**Direction**. Rewrite everything from the line containing "Indicate every instance of the wispy" down through the end of the records below as a numbered list, omitting any blank lines.

○ ○ ○ ○ ○

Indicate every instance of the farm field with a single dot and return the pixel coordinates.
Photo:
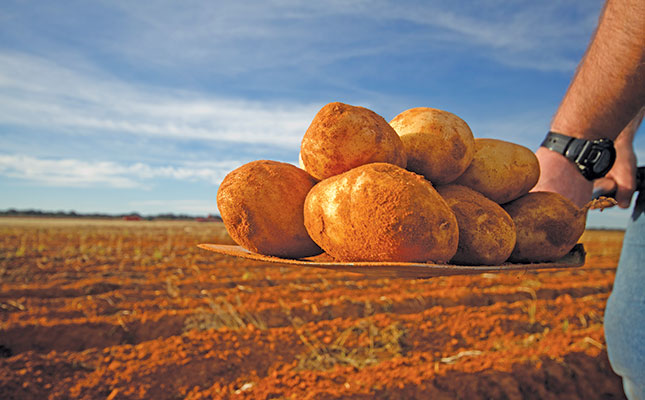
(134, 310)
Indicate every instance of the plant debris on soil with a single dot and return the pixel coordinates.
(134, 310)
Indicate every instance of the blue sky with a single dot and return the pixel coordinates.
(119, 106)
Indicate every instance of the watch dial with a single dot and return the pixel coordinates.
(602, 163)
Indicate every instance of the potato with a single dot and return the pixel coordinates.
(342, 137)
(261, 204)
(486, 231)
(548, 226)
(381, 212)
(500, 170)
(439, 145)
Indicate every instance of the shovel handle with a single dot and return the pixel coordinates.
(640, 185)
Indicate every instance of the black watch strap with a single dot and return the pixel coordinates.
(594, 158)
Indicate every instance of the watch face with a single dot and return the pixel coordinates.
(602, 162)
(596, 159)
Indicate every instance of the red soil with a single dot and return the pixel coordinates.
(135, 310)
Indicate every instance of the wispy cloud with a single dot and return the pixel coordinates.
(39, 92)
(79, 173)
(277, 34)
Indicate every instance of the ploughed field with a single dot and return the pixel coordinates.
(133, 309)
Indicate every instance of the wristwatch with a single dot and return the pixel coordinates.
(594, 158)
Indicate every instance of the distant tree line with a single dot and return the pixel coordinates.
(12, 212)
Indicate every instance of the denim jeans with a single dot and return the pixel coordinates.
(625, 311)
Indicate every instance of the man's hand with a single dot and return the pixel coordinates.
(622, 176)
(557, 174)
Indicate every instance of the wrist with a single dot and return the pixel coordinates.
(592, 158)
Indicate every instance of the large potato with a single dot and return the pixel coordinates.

○ ○ ○ ○ ○

**Response to this exercise**.
1. Indicate every instance of the wispy cloud with a single dot and return the pixel coordinates.
2. (39, 92)
3. (79, 173)
4. (277, 34)
5. Indicate every instance of the ploughed field with a single dot and return the pixel coordinates.
6. (133, 309)
7. Indicate every instance of the wristwatch with a single dot and return the pixel coordinates.
8. (594, 158)
9. Indicate every instance of the distant tree line with a single dot and return the pixel coordinates.
10. (12, 212)
11. Indicate every instance of the denim jeans with a single dot and return the pixel coordinates.
12. (625, 311)
13. Indicate every instance of the man's hand with a single dot and return the pixel coordinates.
14. (622, 176)
15. (557, 174)
16. Indicate every instance of the wrist with a single dot and return the pixel coordinates.
17. (592, 158)
18. Indicate every instance of the large potato with a single dot and return the pixel coordinates.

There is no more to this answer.